======== DATA IN THIS EXERCISE ========
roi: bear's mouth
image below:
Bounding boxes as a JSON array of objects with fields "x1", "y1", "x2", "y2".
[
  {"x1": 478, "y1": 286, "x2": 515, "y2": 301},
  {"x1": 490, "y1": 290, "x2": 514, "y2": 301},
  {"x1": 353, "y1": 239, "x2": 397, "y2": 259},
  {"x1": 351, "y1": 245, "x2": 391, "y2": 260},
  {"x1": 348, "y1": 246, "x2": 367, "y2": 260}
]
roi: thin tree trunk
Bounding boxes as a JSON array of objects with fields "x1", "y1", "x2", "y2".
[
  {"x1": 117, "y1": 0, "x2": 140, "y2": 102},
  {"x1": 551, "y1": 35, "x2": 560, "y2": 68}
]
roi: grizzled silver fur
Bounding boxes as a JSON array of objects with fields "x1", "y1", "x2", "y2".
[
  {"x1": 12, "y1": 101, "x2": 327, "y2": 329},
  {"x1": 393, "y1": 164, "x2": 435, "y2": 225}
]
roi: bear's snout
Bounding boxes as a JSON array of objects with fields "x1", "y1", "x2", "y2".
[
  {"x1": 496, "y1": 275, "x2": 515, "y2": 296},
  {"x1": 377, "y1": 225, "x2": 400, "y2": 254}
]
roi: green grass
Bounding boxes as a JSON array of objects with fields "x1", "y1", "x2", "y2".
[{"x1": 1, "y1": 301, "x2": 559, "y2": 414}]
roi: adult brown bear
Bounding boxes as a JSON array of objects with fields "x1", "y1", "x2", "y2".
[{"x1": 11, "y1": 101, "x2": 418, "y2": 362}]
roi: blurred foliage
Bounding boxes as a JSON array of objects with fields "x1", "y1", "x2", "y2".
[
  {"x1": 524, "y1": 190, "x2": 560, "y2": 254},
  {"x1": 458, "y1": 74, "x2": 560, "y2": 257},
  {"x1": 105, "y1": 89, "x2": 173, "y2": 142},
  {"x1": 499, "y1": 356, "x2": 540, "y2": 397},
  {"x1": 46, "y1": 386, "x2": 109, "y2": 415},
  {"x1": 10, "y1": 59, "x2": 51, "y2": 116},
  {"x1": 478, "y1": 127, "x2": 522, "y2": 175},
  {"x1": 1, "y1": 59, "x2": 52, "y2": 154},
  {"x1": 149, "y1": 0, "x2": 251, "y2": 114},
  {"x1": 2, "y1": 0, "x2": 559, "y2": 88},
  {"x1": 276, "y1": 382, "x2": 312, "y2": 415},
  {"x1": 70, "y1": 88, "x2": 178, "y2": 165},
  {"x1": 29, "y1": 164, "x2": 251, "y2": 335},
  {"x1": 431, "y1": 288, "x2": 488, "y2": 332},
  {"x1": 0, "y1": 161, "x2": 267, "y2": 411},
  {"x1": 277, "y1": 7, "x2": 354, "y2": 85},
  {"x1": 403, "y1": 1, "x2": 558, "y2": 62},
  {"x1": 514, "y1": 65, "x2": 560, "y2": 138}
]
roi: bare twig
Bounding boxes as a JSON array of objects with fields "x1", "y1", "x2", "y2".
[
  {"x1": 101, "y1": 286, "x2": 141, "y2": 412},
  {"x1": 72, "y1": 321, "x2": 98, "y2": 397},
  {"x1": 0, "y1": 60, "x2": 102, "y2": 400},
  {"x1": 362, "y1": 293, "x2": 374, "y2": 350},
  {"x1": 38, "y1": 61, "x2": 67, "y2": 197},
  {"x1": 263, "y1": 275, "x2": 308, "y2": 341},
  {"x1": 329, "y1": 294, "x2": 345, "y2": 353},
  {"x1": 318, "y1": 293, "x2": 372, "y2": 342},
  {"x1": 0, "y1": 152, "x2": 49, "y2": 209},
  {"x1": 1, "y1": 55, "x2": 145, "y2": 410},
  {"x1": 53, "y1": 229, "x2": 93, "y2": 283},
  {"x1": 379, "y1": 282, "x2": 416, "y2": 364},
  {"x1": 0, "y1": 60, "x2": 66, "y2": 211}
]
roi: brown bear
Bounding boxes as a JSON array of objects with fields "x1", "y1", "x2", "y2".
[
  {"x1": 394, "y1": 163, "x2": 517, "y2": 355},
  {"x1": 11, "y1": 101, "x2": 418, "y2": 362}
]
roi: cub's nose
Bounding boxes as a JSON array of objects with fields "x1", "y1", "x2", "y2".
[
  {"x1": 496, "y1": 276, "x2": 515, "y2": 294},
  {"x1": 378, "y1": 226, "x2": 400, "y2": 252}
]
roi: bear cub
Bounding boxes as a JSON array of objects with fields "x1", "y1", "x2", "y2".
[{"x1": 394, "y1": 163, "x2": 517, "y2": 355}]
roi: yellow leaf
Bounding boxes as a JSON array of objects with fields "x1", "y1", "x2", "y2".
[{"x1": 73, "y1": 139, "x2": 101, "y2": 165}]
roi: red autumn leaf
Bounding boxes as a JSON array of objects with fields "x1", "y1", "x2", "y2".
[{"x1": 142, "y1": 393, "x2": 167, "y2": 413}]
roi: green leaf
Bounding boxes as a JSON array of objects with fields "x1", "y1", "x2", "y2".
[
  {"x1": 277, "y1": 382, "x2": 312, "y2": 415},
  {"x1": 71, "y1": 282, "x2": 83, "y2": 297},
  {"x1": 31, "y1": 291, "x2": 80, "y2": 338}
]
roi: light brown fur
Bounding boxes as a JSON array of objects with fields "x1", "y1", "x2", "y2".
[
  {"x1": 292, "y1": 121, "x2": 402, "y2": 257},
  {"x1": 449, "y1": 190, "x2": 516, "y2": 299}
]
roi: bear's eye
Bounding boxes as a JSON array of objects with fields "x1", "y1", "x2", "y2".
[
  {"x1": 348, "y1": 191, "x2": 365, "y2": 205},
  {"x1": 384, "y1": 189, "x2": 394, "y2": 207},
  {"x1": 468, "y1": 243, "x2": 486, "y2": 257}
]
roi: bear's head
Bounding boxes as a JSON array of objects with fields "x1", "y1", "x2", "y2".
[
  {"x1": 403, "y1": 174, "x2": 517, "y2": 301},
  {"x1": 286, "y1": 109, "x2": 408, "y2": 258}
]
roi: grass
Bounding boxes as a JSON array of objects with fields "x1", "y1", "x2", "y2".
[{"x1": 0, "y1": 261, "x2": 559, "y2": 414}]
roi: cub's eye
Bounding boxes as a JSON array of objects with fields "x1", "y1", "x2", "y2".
========
### ASSIGNMENT
When you output the entries, keep every word exactly as it stands.

### EXERCISE OUTPUT
roi: bear's mouth
image below:
Bounding boxes as a JSON array of objects with fields "x1", "y1", "x2", "y2".
[
  {"x1": 478, "y1": 286, "x2": 515, "y2": 301},
  {"x1": 490, "y1": 290, "x2": 514, "y2": 301},
  {"x1": 353, "y1": 239, "x2": 397, "y2": 259},
  {"x1": 351, "y1": 245, "x2": 391, "y2": 260},
  {"x1": 348, "y1": 246, "x2": 367, "y2": 260}
]
roi: thin tree trunk
Bounding boxes as a JSON array of objects with fields "x1", "y1", "x2", "y2".
[
  {"x1": 117, "y1": 0, "x2": 140, "y2": 102},
  {"x1": 551, "y1": 35, "x2": 560, "y2": 68}
]
roi: grizzled silver fur
Bounding boxes as a JSON array of objects with fields "x1", "y1", "x2", "y2".
[
  {"x1": 12, "y1": 101, "x2": 327, "y2": 329},
  {"x1": 393, "y1": 164, "x2": 435, "y2": 225}
]
roi: bear's snout
Bounding boxes as a JSON array of objects with fields "x1", "y1", "x2", "y2".
[
  {"x1": 496, "y1": 275, "x2": 515, "y2": 296},
  {"x1": 377, "y1": 225, "x2": 400, "y2": 254}
]
roi: green grass
Bounding boxes as a JSON array of objects with fields "x1", "y1", "x2", "y2".
[{"x1": 1, "y1": 301, "x2": 559, "y2": 414}]
roi: adult brown bear
Bounding boxes as a JSON array of objects with fields "x1", "y1", "x2", "y2".
[{"x1": 11, "y1": 101, "x2": 418, "y2": 362}]
roi: blurred foliage
Bounding boxes as a JSON array of objects with fields "x1", "y1", "x2", "y2".
[
  {"x1": 524, "y1": 190, "x2": 560, "y2": 254},
  {"x1": 458, "y1": 74, "x2": 560, "y2": 257},
  {"x1": 105, "y1": 89, "x2": 173, "y2": 142},
  {"x1": 499, "y1": 356, "x2": 540, "y2": 397},
  {"x1": 46, "y1": 386, "x2": 109, "y2": 415},
  {"x1": 10, "y1": 59, "x2": 51, "y2": 116},
  {"x1": 478, "y1": 127, "x2": 522, "y2": 175},
  {"x1": 1, "y1": 59, "x2": 52, "y2": 154},
  {"x1": 149, "y1": 0, "x2": 251, "y2": 114},
  {"x1": 2, "y1": 0, "x2": 559, "y2": 88},
  {"x1": 276, "y1": 382, "x2": 312, "y2": 415},
  {"x1": 70, "y1": 88, "x2": 178, "y2": 165},
  {"x1": 29, "y1": 164, "x2": 251, "y2": 335},
  {"x1": 431, "y1": 288, "x2": 488, "y2": 332},
  {"x1": 0, "y1": 161, "x2": 267, "y2": 411},
  {"x1": 277, "y1": 7, "x2": 354, "y2": 85},
  {"x1": 403, "y1": 1, "x2": 558, "y2": 62},
  {"x1": 514, "y1": 65, "x2": 560, "y2": 138}
]
roi: bare twig
Bounding boxes as a JSON array of objects with fields "x1", "y1", "x2", "y2".
[
  {"x1": 101, "y1": 286, "x2": 141, "y2": 412},
  {"x1": 72, "y1": 321, "x2": 98, "y2": 397},
  {"x1": 0, "y1": 60, "x2": 102, "y2": 400},
  {"x1": 362, "y1": 293, "x2": 374, "y2": 350},
  {"x1": 38, "y1": 61, "x2": 67, "y2": 197},
  {"x1": 263, "y1": 275, "x2": 308, "y2": 341},
  {"x1": 329, "y1": 294, "x2": 345, "y2": 353},
  {"x1": 318, "y1": 293, "x2": 372, "y2": 342},
  {"x1": 0, "y1": 152, "x2": 49, "y2": 209},
  {"x1": 1, "y1": 55, "x2": 145, "y2": 410},
  {"x1": 53, "y1": 229, "x2": 93, "y2": 283},
  {"x1": 379, "y1": 282, "x2": 416, "y2": 364},
  {"x1": 0, "y1": 60, "x2": 66, "y2": 211}
]
roi: brown bear
Bounding boxes as a JSON array of objects with fields "x1", "y1", "x2", "y2".
[
  {"x1": 394, "y1": 163, "x2": 517, "y2": 355},
  {"x1": 11, "y1": 101, "x2": 418, "y2": 362}
]
roi: cub's nose
Bounding boxes as a JSON array of objects with fields "x1", "y1", "x2", "y2".
[
  {"x1": 496, "y1": 276, "x2": 515, "y2": 294},
  {"x1": 378, "y1": 226, "x2": 400, "y2": 252}
]
roi: bear cub
Bounding boxes as a JSON array of objects with fields "x1", "y1", "x2", "y2".
[{"x1": 394, "y1": 163, "x2": 517, "y2": 355}]
roi: yellow leaf
Bounding boxes as a JSON array of objects with fields "x1", "y1", "x2", "y2".
[{"x1": 73, "y1": 139, "x2": 101, "y2": 165}]
roi: red autumn leaf
Bounding boxes as a JSON array of objects with fields "x1", "y1", "x2", "y2".
[{"x1": 142, "y1": 393, "x2": 167, "y2": 413}]
roi: green leaf
Bounding boxes as a JSON array of objects with fields "x1", "y1", "x2", "y2".
[
  {"x1": 277, "y1": 382, "x2": 312, "y2": 415},
  {"x1": 71, "y1": 282, "x2": 83, "y2": 297},
  {"x1": 31, "y1": 291, "x2": 80, "y2": 338}
]
roi: light brown fur
Bounding boxes as a JSON array of objects with fields "x1", "y1", "x2", "y2".
[
  {"x1": 292, "y1": 121, "x2": 402, "y2": 257},
  {"x1": 449, "y1": 190, "x2": 516, "y2": 299}
]
roi: bear's eye
Bounding boxes as a JSON array of objects with fields "x1", "y1", "x2", "y2".
[
  {"x1": 348, "y1": 191, "x2": 365, "y2": 205},
  {"x1": 384, "y1": 189, "x2": 394, "y2": 207},
  {"x1": 468, "y1": 243, "x2": 486, "y2": 257}
]
roi: bear's head
Bounding boxes as a JSON array of objects with fields "x1", "y1", "x2", "y2".
[
  {"x1": 403, "y1": 174, "x2": 517, "y2": 301},
  {"x1": 286, "y1": 109, "x2": 408, "y2": 258}
]
roi: grass
Bounding boxes as a JSON array of objects with fields "x1", "y1", "x2", "y2".
[{"x1": 0, "y1": 261, "x2": 559, "y2": 414}]
roi: cub's eye
Bounding boxes as a JSON array of objects with fields "x1", "y1", "x2", "y2".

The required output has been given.